* **Available records**
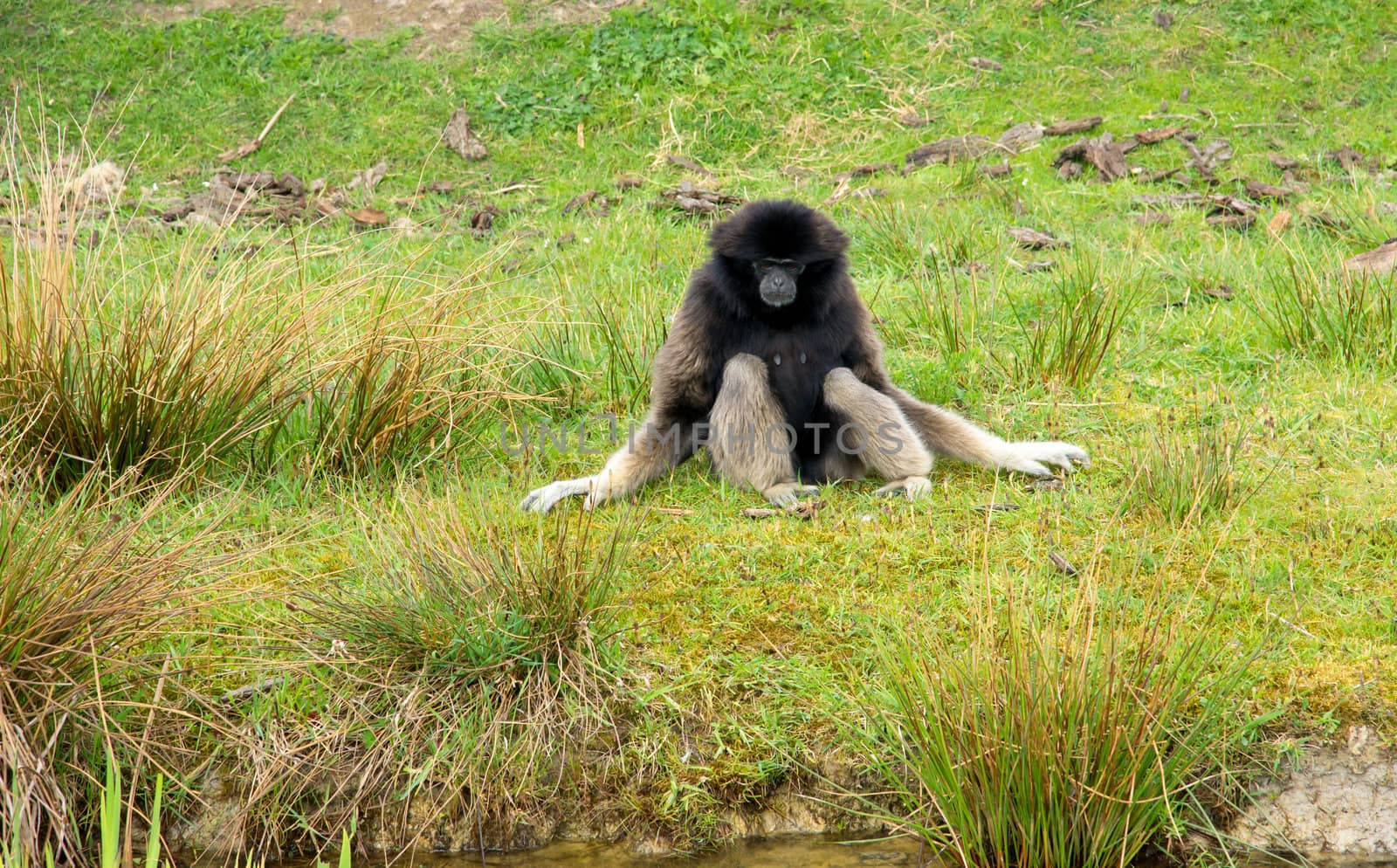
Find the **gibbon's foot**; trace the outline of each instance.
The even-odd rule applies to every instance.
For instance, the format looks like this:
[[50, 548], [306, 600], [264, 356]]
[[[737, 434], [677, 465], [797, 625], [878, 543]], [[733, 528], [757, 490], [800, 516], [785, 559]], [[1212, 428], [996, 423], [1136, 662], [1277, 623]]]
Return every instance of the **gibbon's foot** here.
[[559, 500], [563, 498], [576, 498], [577, 495], [587, 495], [587, 500], [583, 503], [583, 509], [592, 507], [592, 498], [595, 496], [594, 488], [597, 485], [597, 477], [583, 477], [580, 479], [559, 479], [545, 485], [543, 488], [535, 488], [528, 493], [527, 498], [520, 503], [520, 509], [531, 513], [546, 513], [553, 509]]
[[999, 470], [1016, 470], [1031, 477], [1051, 477], [1053, 467], [1071, 472], [1077, 464], [1091, 467], [1087, 451], [1056, 440], [1004, 443], [997, 461]]
[[761, 489], [761, 496], [766, 498], [773, 506], [791, 506], [795, 503], [800, 495], [816, 495], [820, 492], [819, 485], [800, 485], [799, 482], [777, 482], [770, 488]]
[[907, 477], [905, 479], [888, 482], [883, 488], [873, 492], [873, 496], [891, 498], [893, 495], [907, 495], [908, 500], [921, 500], [929, 493], [932, 493], [930, 479], [926, 477]]

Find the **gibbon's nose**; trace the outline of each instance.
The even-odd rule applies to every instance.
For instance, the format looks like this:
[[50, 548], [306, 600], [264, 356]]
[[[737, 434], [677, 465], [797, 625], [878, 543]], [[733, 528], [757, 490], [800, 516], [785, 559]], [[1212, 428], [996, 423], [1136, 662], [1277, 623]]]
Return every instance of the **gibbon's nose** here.
[[781, 308], [795, 301], [795, 281], [785, 271], [775, 270], [761, 278], [761, 301]]

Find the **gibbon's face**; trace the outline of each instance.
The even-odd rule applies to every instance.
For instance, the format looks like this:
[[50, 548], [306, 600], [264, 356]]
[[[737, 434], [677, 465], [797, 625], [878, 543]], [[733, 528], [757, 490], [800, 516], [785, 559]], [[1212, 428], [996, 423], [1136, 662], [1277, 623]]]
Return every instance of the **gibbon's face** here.
[[827, 217], [791, 200], [743, 205], [714, 226], [708, 243], [728, 274], [726, 292], [784, 316], [819, 302], [848, 247]]
[[752, 263], [757, 278], [757, 294], [773, 308], [785, 308], [795, 301], [796, 282], [805, 263], [793, 259], [763, 257]]

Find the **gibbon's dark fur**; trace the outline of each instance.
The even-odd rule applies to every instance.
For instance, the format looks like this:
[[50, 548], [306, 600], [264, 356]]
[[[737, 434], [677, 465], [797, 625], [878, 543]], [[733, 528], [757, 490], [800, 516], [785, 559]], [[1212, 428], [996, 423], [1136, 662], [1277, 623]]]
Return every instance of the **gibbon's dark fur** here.
[[[1070, 470], [1073, 461], [1085, 463], [1076, 446], [1006, 443], [895, 387], [849, 278], [848, 238], [823, 214], [789, 200], [756, 201], [714, 226], [708, 243], [712, 256], [690, 278], [655, 355], [645, 428], [601, 474], [543, 486], [525, 498], [525, 509], [546, 512], [578, 493], [588, 495], [588, 507], [624, 496], [693, 454], [694, 426], [717, 426], [714, 417], [726, 424], [780, 417], [795, 429], [793, 450], [777, 457], [778, 467], [763, 457], [735, 460], [710, 442], [725, 477], [781, 503], [803, 488], [798, 478], [826, 482], [868, 470], [890, 478], [887, 488], [925, 493], [930, 453], [1035, 475], [1051, 474], [1048, 464]], [[760, 264], [771, 260], [795, 278], [789, 303], [773, 306], [759, 292]], [[891, 425], [912, 440], [911, 449], [882, 458], [849, 454], [831, 444], [844, 424], [868, 431]], [[819, 425], [828, 428], [813, 428]], [[664, 437], [675, 431], [682, 435]]]

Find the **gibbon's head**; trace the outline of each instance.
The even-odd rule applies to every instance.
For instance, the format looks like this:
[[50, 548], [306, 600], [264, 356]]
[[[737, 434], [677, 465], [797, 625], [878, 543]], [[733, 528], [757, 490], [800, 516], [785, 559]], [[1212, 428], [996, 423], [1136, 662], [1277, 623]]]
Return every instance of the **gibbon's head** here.
[[789, 198], [754, 201], [722, 221], [708, 246], [728, 274], [756, 289], [767, 308], [785, 308], [844, 264], [849, 239], [828, 217]]

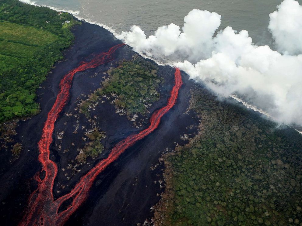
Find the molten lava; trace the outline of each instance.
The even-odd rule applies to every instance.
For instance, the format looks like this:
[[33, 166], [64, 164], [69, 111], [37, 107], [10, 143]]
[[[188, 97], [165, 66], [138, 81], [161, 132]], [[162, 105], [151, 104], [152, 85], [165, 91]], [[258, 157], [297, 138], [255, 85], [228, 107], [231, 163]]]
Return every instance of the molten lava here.
[[[58, 173], [56, 164], [49, 159], [49, 146], [52, 141], [54, 122], [59, 114], [67, 103], [69, 90], [74, 74], [78, 71], [95, 67], [112, 60], [112, 54], [123, 44], [119, 44], [111, 48], [107, 52], [97, 56], [89, 62], [84, 62], [79, 67], [65, 75], [60, 83], [61, 91], [57, 96], [52, 108], [49, 112], [43, 129], [43, 132], [38, 143], [40, 151], [39, 160], [42, 165], [42, 170], [45, 172], [45, 178], [41, 180], [38, 176], [35, 179], [38, 182], [38, 188], [31, 195], [28, 207], [21, 225], [61, 225], [87, 198], [97, 176], [121, 154], [137, 141], [149, 134], [156, 129], [161, 117], [174, 105], [178, 91], [182, 84], [180, 71], [176, 68], [175, 84], [171, 92], [167, 105], [153, 113], [150, 118], [150, 125], [146, 129], [137, 134], [130, 135], [118, 143], [112, 149], [108, 157], [100, 161], [83, 176], [70, 192], [54, 200], [53, 194], [54, 181]], [[59, 212], [59, 209], [65, 201], [70, 200], [71, 204], [67, 209]]]

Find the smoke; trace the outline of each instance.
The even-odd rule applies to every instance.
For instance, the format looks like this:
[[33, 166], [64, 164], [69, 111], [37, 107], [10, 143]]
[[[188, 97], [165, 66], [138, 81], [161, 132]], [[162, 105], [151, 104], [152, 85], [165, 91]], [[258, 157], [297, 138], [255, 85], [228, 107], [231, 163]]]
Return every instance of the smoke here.
[[147, 38], [137, 26], [118, 38], [140, 53], [176, 66], [219, 95], [236, 95], [281, 123], [302, 125], [302, 6], [284, 0], [269, 16], [280, 53], [252, 42], [247, 31], [218, 31], [220, 16], [195, 9], [181, 30], [171, 24]]
[[269, 29], [279, 51], [302, 53], [302, 6], [293, 0], [284, 0], [269, 15]]

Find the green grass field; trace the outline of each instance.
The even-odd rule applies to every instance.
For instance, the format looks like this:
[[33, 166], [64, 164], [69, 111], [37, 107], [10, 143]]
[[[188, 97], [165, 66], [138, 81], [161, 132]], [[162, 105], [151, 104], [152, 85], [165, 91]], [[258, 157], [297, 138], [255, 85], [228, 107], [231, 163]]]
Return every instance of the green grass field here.
[[0, 2], [0, 122], [39, 112], [37, 89], [63, 59], [74, 38], [70, 29], [79, 23], [46, 7]]

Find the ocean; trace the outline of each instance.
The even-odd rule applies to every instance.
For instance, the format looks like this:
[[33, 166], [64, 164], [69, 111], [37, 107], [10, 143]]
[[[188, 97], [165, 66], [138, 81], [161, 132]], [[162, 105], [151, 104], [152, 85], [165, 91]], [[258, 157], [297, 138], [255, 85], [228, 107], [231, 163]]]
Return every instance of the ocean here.
[[[194, 9], [215, 12], [221, 15], [219, 29], [230, 26], [246, 30], [253, 42], [274, 49], [268, 30], [269, 14], [281, 0], [37, 0], [23, 1], [76, 12], [87, 21], [103, 25], [117, 33], [139, 26], [147, 36], [157, 28], [174, 23], [181, 27], [184, 17]], [[302, 0], [298, 2], [302, 4]]]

* **What you need to do**
Rewrite the stretch from the start of the listing through the line containing "Return every instance of the **gibbon's foot**", swapping "trace" for "draw" and keeping everything else the same. Omit the pictures from your answer.

* **Reply to the task**
Find the **gibbon's foot**; draw the outline of each instance.
The even-odd rule applies to every instance.
For instance, the format looks like this:
[[50, 548], [306, 600], [264, 356]]
[[[737, 434], [677, 465], [797, 625], [878, 543]], [[733, 528], [757, 490], [800, 516], [785, 559]], [[1212, 428], [996, 423], [1136, 662], [1277, 623]]]
Return every instance of the **gibbon's foot** here.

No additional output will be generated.